## Task to complete
Take down each entry exactly as written.

## Source material
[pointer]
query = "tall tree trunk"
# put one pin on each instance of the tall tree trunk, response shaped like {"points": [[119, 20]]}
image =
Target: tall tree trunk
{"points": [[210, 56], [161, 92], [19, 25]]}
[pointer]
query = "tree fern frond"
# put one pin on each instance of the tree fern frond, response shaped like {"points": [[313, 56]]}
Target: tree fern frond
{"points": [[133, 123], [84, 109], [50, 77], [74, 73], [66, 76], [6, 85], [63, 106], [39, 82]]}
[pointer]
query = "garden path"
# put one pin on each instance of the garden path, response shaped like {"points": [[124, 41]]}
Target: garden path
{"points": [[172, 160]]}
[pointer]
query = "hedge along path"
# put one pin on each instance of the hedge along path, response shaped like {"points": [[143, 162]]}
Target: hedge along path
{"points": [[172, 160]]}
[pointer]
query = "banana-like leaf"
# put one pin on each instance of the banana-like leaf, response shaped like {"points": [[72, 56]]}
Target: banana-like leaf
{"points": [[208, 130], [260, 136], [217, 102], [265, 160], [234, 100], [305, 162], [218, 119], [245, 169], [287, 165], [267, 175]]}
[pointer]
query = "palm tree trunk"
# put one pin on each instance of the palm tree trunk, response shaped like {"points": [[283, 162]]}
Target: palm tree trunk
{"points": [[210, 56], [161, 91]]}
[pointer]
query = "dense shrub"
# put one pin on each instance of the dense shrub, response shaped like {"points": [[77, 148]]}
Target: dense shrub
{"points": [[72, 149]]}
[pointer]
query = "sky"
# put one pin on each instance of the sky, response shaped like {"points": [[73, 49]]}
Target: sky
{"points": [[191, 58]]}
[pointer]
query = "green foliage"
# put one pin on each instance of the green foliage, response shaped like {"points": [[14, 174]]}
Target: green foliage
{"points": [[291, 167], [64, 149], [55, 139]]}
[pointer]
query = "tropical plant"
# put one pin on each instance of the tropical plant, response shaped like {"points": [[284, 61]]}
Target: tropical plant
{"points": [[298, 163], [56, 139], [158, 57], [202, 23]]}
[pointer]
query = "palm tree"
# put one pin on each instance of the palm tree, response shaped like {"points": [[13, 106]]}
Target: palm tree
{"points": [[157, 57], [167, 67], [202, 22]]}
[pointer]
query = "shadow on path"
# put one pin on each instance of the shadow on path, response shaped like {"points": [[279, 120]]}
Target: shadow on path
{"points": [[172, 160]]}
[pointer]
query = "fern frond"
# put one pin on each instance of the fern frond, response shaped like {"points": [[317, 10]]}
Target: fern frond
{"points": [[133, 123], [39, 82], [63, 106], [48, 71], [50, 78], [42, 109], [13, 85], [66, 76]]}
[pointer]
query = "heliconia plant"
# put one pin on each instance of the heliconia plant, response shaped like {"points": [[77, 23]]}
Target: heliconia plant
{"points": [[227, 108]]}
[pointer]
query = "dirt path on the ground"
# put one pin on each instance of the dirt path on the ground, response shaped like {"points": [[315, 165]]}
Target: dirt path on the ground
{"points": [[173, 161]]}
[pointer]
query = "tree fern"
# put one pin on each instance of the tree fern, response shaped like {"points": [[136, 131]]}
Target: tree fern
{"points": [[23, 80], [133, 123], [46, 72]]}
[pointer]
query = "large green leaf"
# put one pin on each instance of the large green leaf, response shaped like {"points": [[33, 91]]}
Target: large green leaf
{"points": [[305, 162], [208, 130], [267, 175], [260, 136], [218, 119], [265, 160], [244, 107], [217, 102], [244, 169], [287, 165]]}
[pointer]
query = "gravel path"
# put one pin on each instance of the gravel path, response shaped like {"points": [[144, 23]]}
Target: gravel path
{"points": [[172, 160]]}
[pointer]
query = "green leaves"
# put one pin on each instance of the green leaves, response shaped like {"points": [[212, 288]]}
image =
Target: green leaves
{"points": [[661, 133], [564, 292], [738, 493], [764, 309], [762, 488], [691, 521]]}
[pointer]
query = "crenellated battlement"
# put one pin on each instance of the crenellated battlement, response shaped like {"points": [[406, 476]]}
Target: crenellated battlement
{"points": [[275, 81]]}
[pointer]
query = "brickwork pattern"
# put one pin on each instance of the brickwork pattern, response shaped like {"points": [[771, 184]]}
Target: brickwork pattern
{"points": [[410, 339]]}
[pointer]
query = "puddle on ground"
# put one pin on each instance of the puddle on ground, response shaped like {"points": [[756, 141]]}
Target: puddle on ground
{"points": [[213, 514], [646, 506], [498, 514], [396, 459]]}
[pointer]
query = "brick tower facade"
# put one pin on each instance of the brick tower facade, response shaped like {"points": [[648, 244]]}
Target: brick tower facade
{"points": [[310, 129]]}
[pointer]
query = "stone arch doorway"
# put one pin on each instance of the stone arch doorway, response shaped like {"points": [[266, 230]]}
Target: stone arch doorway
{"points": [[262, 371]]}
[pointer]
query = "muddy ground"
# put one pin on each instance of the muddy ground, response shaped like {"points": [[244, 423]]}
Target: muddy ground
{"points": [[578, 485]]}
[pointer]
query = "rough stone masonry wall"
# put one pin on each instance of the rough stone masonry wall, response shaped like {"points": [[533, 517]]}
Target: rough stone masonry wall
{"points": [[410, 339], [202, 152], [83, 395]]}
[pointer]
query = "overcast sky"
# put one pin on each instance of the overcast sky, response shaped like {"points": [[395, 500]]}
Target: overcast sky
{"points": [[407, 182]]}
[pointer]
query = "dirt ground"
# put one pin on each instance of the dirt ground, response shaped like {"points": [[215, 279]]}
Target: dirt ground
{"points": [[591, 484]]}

## Solution below
[pointer]
query = "tall tree trunk"
# put one pin on each instance of the tall tree trunk, response shaped like {"points": [[119, 20]]}
image =
Target: tall tree trunk
{"points": [[210, 56], [161, 92], [19, 25]]}
[pointer]
query = "tree fern frond"
# put one pin on each instance of the tree fern frond, response shaped like {"points": [[313, 56]]}
Target: tree fern frond
{"points": [[133, 123], [84, 109], [50, 77], [74, 73], [66, 76], [6, 85], [63, 106], [39, 82]]}
[pointer]
query = "garden path"
# put one pin on each instance of the garden path, response shaped like {"points": [[124, 41]]}
Target: garden path
{"points": [[172, 160]]}
[pointer]
query = "hedge along path"
# put one pin on each instance of the hedge along path, response shaped like {"points": [[143, 162]]}
Target: hedge along path
{"points": [[172, 160]]}
[pointer]
query = "banana-like leaf"
# put one pin on each instance of the banana-like leaf, response shaped like {"points": [[72, 56]]}
Target: banana-like leaf
{"points": [[208, 130], [260, 136], [217, 102], [265, 160], [234, 100], [305, 162], [218, 119], [245, 169], [287, 165], [267, 175]]}
[pointer]
query = "palm tree trunk"
# put one pin on each instance of the palm tree trunk, response shaped like {"points": [[283, 162]]}
Target: palm tree trunk
{"points": [[210, 56], [161, 91]]}
[pointer]
query = "dense shrub"
# put one pin on each instance of the dense shrub, response shaped like {"points": [[77, 148]]}
Target: dense shrub
{"points": [[72, 149]]}
[pointer]
query = "sky"
# put one pin on each instance of the sky, response shaped like {"points": [[73, 49]]}
Target: sky
{"points": [[191, 58]]}
[pointer]
query = "green foliage"
# put one pin on each instance of the green foliage, response shaped like {"points": [[14, 174]]}
Target: green foliage
{"points": [[291, 167], [64, 149], [55, 139]]}
[pointer]
query = "tropical plant"
# put one pin on each instance of the tropical plant, response shaped like {"points": [[284, 61]]}
Target: tropical plant
{"points": [[298, 163], [56, 139], [158, 57], [202, 23]]}
[pointer]
query = "palm tree"
# put one pin on each instance of the palm tree, response shaped like {"points": [[13, 106]]}
Target: palm tree
{"points": [[157, 57], [167, 67], [202, 22]]}
[pointer]
query = "shadow on path"
# put one pin on each instance of the shadow on path, response shaped like {"points": [[279, 120]]}
Target: shadow on path
{"points": [[172, 160]]}
[pointer]
query = "fern frond"
# put one pin on each instance of the fern frond, response shaped like {"points": [[317, 10]]}
Target: fern frond
{"points": [[133, 123], [39, 82], [63, 106], [48, 71], [50, 78], [42, 109], [13, 85], [66, 76]]}
[pointer]
query = "heliconia plant"
# put one pin on each instance of the heliconia plant, response shaped like {"points": [[77, 23]]}
Target: heliconia plant
{"points": [[227, 108]]}
[pointer]
query = "dirt path on the ground"
# put one pin on each instance of the dirt path on the ground, response shaped like {"points": [[315, 165]]}
Target: dirt path on the ground
{"points": [[173, 161]]}
[pointer]
query = "tree fern"
# put one pin on each instance of the tree fern, response shaped like {"points": [[136, 131]]}
Target: tree fern
{"points": [[23, 80], [133, 123], [46, 72]]}
[pointer]
query = "large green leaf"
# put one pin on each instance of the large green leaf, response shaped like {"points": [[33, 91]]}
Target: large green leaf
{"points": [[305, 162], [208, 130], [267, 175], [260, 136], [218, 119], [265, 160], [244, 107], [217, 102], [244, 169], [287, 165]]}
[pointer]
query = "gravel path"
# put one pin on each instance of the gravel path, response shaped like {"points": [[144, 23]]}
Target: gravel path
{"points": [[172, 160]]}
[pointer]
query = "green leaves"
# put one pin on each instance of the green leaves, response shaped like {"points": [[212, 288]]}
image =
Target: green leaves
{"points": [[661, 133], [564, 292], [738, 493], [764, 309], [762, 488], [691, 521]]}
[pointer]
query = "crenellated battlement"
# put one pin on each instance of the crenellated battlement, response shaped like {"points": [[406, 476]]}
Target: crenellated battlement
{"points": [[275, 81]]}
[pointer]
query = "brickwork pattern"
# put one pin on each instance of the brickwork pattern, response shaped like {"points": [[771, 184]]}
Target: brickwork pattern
{"points": [[410, 339]]}
[pointer]
query = "puddle on ground"
# put one pin on each instance of the puddle on ground, response shaped like {"points": [[756, 141]]}
Target: puddle on ground
{"points": [[213, 514], [646, 506], [498, 514], [396, 459]]}
[pointer]
query = "brick tower facade"
# put one pin on each instance of the brick tower facade, response shaped like {"points": [[648, 244]]}
Target: brick tower facade
{"points": [[310, 129]]}
[pointer]
query = "stone arch doorway"
# put one pin on each instance of the stone arch doorway, response shaped like {"points": [[266, 230]]}
Target: stone arch doorway
{"points": [[262, 371]]}
[pointer]
query = "muddy ground"
# put one pin on each instance of the muddy ground, response shaped like {"points": [[244, 423]]}
Target: muddy ground
{"points": [[578, 485]]}
[pointer]
query = "rough stone masonry wall"
# put one pin on each instance of the rough stone masonry wall, response shaped like {"points": [[533, 517]]}
Target: rough stone masonry wall
{"points": [[410, 339], [202, 152], [83, 395]]}
[pointer]
query = "overcast sky"
# put one pin on each instance of the overcast sky, response shaped like {"points": [[395, 500]]}
Target: overcast sky
{"points": [[407, 182]]}
[pointer]
query = "dirt ground"
# put one pin on each instance of the dirt ground, response shaped like {"points": [[215, 279]]}
Target: dirt ground
{"points": [[591, 484]]}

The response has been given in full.